Point-based annotation records:
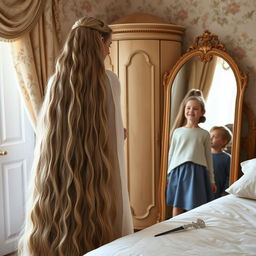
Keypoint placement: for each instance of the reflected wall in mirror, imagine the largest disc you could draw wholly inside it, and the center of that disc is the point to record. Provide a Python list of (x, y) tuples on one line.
[(206, 66)]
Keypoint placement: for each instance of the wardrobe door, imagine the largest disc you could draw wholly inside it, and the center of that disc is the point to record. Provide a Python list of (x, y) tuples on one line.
[(139, 76)]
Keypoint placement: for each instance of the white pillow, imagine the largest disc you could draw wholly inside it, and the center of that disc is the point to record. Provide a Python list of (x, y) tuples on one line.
[(248, 164), (245, 186)]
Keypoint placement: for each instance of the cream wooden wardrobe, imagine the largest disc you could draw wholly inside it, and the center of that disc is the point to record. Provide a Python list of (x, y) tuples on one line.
[(143, 48)]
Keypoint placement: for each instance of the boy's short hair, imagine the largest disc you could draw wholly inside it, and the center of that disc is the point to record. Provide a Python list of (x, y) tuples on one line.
[(227, 134)]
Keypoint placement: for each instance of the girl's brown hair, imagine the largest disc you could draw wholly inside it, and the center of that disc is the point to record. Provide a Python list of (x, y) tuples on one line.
[(69, 210), (180, 120)]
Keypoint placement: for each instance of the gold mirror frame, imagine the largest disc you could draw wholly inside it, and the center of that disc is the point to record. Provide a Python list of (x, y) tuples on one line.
[(205, 47)]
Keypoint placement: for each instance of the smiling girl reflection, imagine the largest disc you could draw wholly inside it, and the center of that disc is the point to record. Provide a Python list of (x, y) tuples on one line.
[(190, 169)]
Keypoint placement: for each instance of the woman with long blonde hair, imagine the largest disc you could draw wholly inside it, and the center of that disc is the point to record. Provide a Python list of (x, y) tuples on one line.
[(79, 198)]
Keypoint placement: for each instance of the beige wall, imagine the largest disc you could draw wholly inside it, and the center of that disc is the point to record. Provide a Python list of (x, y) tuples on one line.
[(234, 21)]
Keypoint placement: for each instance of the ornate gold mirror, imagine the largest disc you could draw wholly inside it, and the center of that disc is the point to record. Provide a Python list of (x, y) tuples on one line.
[(206, 66)]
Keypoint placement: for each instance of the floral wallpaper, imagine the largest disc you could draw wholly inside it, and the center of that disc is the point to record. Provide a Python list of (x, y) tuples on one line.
[(234, 22)]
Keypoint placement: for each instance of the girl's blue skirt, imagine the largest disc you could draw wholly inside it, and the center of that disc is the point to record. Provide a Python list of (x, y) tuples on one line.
[(189, 186)]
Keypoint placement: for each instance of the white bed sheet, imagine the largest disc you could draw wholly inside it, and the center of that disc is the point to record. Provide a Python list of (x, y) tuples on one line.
[(230, 230)]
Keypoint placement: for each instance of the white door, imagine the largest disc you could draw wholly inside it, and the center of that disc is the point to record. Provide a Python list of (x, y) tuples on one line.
[(16, 155)]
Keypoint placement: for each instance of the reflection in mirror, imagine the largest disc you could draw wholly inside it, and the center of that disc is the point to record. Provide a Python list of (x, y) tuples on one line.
[(205, 66), (222, 86)]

Requirement: Rewrite the records above, swapping "disc" for "circle" wherever it occurs and keeping everything else the same. Leave the pictures out of your answer.

Output of the task:
Keypoint placement: for each instance of the reflected wall in mirror, imagine the largest circle you could draw wholly inside it, and the center of that circle is the point to record. Provide a Python list of (x, y) tuples on one line.
[(206, 66)]
Keypoint placement: for each instance of the wardrobe door, imagine the largest circle you could draw wholly inside it, and the center of that circle is the point to record. Provide a Python list of (x, y) tuples on one line.
[(139, 76)]
Keypoint placement: for each instance of the white pillow, imagine the largest circle you could draw wholly inside it, and the center of that circle is the point to record. Provide a Python list of (x, y) tuples on one line.
[(248, 164), (245, 186)]
Keypoint placement: for each instance of the cream wooden wardrobe, imagine the largest circle you could draw wholly inside it, and the center of that circle is the point to record. Provide a Python list of (x, y) tuples on one line.
[(143, 48)]
Keypoint placement: for each instance of the boy's short hair, imagine the largest circle you could draw wholly inside it, and the center of that circle is the point to record. Provide a Python list of (x, y) tuples on one line.
[(227, 134)]
Keypoint placement: for each instance of the girl's brown hair, imagine the largest circle you could draw wholly inside it, and the center of that circle is the point to record. Provide a Python list of (x, y) tuples on one line.
[(69, 210), (180, 120)]
Keypoint placement: for each instance of the gold mirror frame, imagine the largest circle you could draw wholly inside it, and the center of that circle is the point to record. Provide a Python list of (x, y) tuples on one line.
[(205, 47)]
Keypoint placement: for each instance of the smiling girl reflection, imagine the largest circle you could draw wholly inside it, and the center of that circle is the point to record. Provide a Python list of (x, y) tuples on one line.
[(190, 169)]
Keypoint placement: for each instance of the woman with long blonde hair, imagine the largest circle you could draw wholly inside it, and the center of that circle is the point to record. Provide a Python list of (x, y) tuples on one line.
[(79, 198)]
Keypoint placement: for each instance of the beige wall, imagine the largest circle you could draw wholly inside it, and the center of that circle is the point to record. Provide a Python list of (x, y) tuples on one line.
[(234, 21)]
Keypoint placement: for each instance of the ornate gold mirror, imagine the largest circle you could draw wholly inside it, and the center of that circle is the point to record. Provide a Python list of (x, y) tuples on one line.
[(206, 66)]
Keypoint placement: for each instance of the floral wallpaper, imagine the largest circle you could draw wholly inside it, and the center of that circle is the point to record. Provide a Python list of (x, y) tuples on one line.
[(234, 22)]
Keypoint placement: for each instance of the girl's blue skirt, imagine the largest circle you could draw wholly inside it, and the center of that circle is the point to record. Provide a Python list of (x, y) tuples on one line.
[(189, 186)]
Keypoint placement: for each instance of the white bed sheet, imagine the largest circle you could draw wholly inside it, and the center of that circle is the point to record. Provide a Python list of (x, y) tuples on one line.
[(230, 230)]
Keypoint placement: for each instance of the white door, imagine the largest circle you could draw wholly inside it, and the center of that circle is the point to record. Provide a Python list of (x, y) tuples on one line.
[(16, 155)]
Keypoint placement: for each instance of the reflection in mirror, imagine the largest circle you could draw wholly inside it, and the center of that circle is the point to record. Provide a Python list of (x, y) tuples on one line.
[(205, 66), (222, 86)]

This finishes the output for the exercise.